BEGIN Data to use
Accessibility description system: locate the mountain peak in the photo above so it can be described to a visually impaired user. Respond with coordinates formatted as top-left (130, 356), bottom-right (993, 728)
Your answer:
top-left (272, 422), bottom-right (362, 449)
END Data to use
BEGIN Data to use
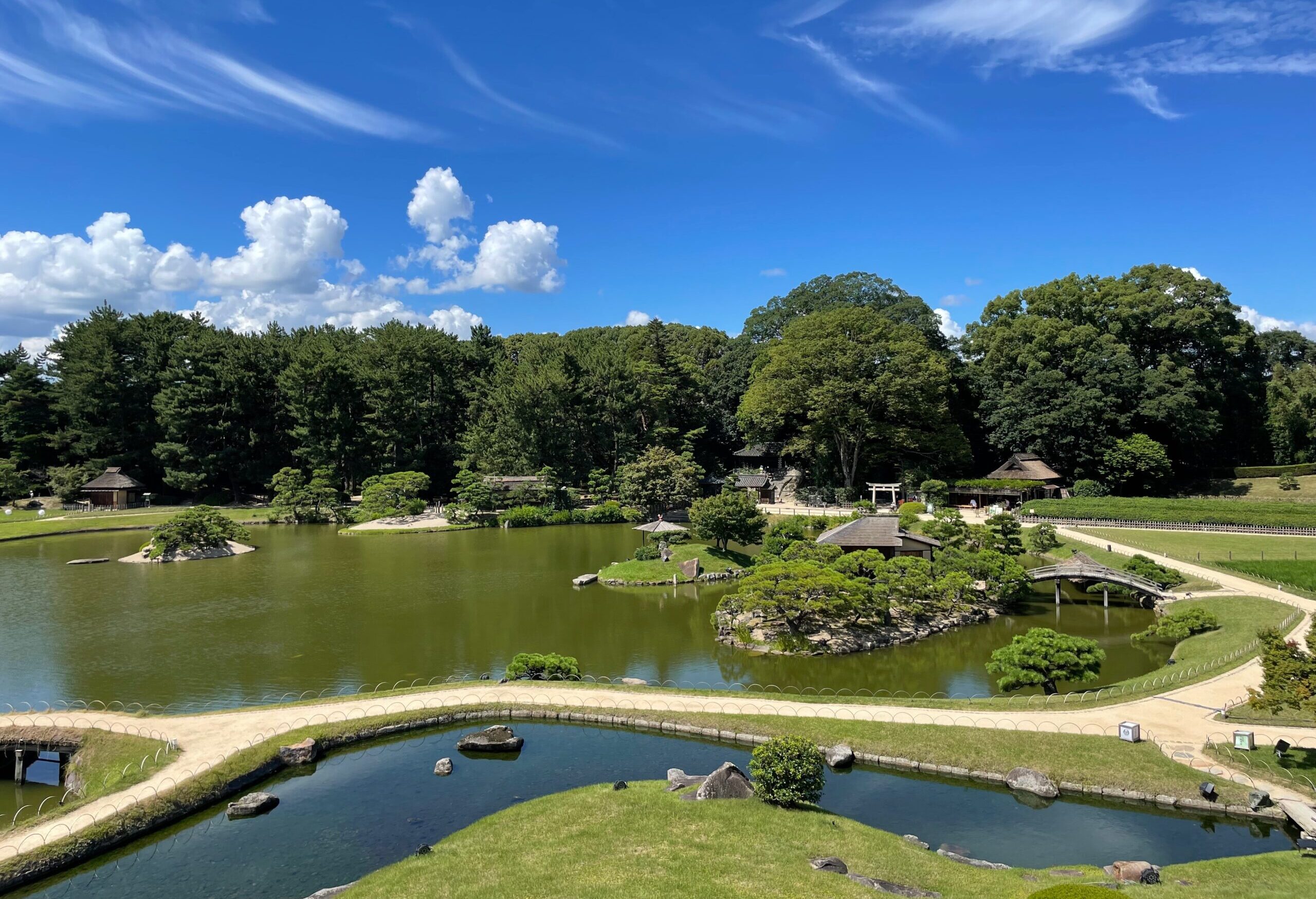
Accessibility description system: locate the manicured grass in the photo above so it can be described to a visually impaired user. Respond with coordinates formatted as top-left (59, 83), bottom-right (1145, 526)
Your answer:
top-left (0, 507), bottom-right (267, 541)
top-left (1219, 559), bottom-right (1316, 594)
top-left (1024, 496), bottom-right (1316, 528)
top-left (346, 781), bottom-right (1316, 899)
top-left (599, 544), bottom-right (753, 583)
END Data to use
BEGIN Data to use
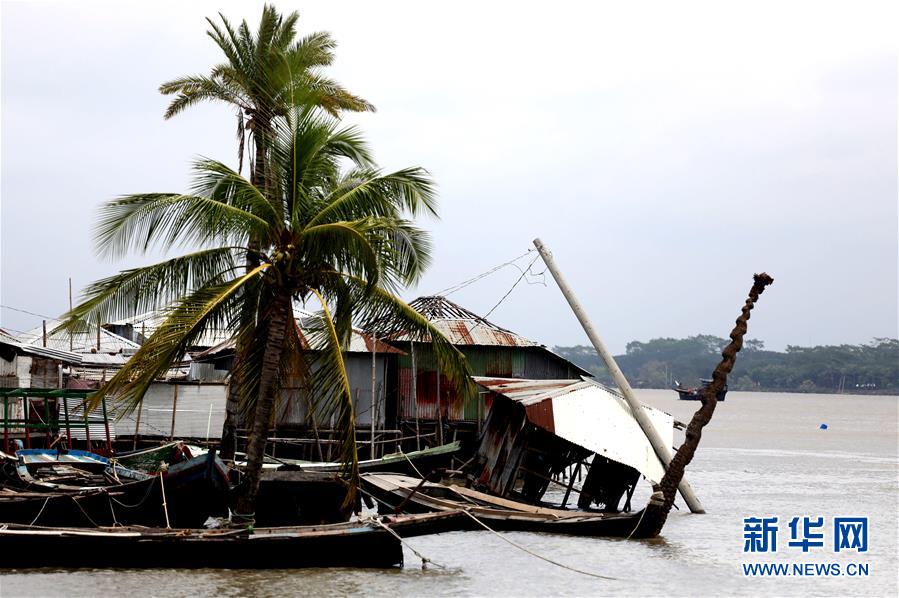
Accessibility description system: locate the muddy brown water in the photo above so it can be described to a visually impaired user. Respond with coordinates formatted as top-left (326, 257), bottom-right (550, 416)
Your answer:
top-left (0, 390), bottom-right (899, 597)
END Data to use
Please edit the lines between the one holding "Accessibility description system: locate the mountain" and the one holding "top-left (272, 422), bottom-right (362, 449)", inclusive, changing "mountain peak" to "summit" and keeping all else the same. Return only those lines.

Accessibility description system: locate the summit in the photo above so it can be described to a visually impaired user. Respond with coordinates formatted as top-left (130, 356), bottom-right (993, 728)
Your answer:
top-left (272, 422), bottom-right (362, 449)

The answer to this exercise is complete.